» What you will do
a) Repeat the part of the palindrome-checker post between "the task is" and "creating the program.", inclusive.
b) Answer these questions from the palindrome-checker post:
(i) How many function stubs does the template project file contain?
(ii) What value is loaded into $s0 as the UART base address?
(iii) How many words is the array that the label array_ptr points to?
— Begin Supplied text —
I am having a hard time figuring out where to start with this project. I am needing to write code in PLP that is a palindrome checker.
the task is to write a program that recieves a string of characters via UART, checks if this string is a palindrome, then uses a print function to print either"yes" of "no". I have been given a template that I am to follow when creating the program.
The template project file contains six function stubs that need to be implemented. five are called from the main loop and the sixth is called from "period_check: in the template file it contains descriptions of what each function needs to do and how it should be implemented. I have attempted to fill in some, however I do not think I am on the right track. Please help.
***** I have gotten this much code in, but it does not print out the right output****
it prints no for everything vs no for non palindromes and yes for palindrome.
.org 0x10000000
# Initializations
# NOTE: You may add initializations after line 10, but please do not
# remove or change the initializations to $sp, $s0, $s1, or $s2
li $sp, 0x10fffffc # Starting address of empty stack
li $s0, 0xf0000000 # UART base address
li $s1, array_ptr # Array head pointer
li $s2, array_ptr # Array tail pointer
####################################################################
# Do not make changes to the jump to main, the allocation of
# memory for the array, or the main loop
####################################################################
j main
nop
array_ptr: # Label pointing to 100 word array
.space 100
main:
jal poll_UART
nop
jal period_check
nop
jal space_check
nop
jal case_check
nop
jal array_push
nop
j main
nop
####################################################################
# ******************************************************************
####################################################################
# The "poll_UART" function should poll the status register of the UART.
— End Supplied text —
— Begin Dataset content —
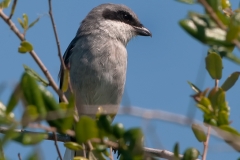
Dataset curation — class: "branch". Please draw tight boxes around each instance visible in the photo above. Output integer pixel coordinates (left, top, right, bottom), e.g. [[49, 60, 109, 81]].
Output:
[[0, 127, 199, 160], [53, 132, 63, 160], [18, 153, 22, 160], [48, 0, 66, 70], [202, 126, 211, 160], [0, 9, 68, 103]]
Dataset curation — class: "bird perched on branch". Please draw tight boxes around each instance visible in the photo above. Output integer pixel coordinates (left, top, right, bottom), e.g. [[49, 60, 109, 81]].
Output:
[[59, 4, 152, 160]]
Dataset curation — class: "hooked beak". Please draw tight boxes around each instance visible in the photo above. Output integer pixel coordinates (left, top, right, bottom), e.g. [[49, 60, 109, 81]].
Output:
[[133, 26, 152, 37]]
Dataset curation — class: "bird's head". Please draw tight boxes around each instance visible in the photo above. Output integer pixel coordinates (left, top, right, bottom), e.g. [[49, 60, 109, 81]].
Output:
[[78, 3, 152, 45]]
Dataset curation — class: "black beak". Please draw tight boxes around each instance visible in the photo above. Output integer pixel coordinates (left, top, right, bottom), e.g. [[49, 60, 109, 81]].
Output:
[[133, 26, 152, 37]]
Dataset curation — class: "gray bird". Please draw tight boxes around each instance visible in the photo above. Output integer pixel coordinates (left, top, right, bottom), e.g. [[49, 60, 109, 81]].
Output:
[[59, 3, 152, 160]]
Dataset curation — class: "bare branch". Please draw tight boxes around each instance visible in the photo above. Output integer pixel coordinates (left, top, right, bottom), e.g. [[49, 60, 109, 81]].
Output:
[[53, 132, 63, 160], [0, 9, 68, 103], [9, 0, 17, 19], [48, 0, 66, 70], [18, 153, 22, 160], [202, 126, 211, 160]]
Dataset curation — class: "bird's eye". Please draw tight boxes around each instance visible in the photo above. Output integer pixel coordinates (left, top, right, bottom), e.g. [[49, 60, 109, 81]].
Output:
— End Dataset content —
» Complete answers
a)
the task is to write a program that recieves a string of characters via UART, checks if this string is a palindrome, then uses a print function to print either"yes" of "no". I have been given a template that I am to follow when creating the program.

b)
(i) Six
(ii) 0xf0000000
(iii) 100 words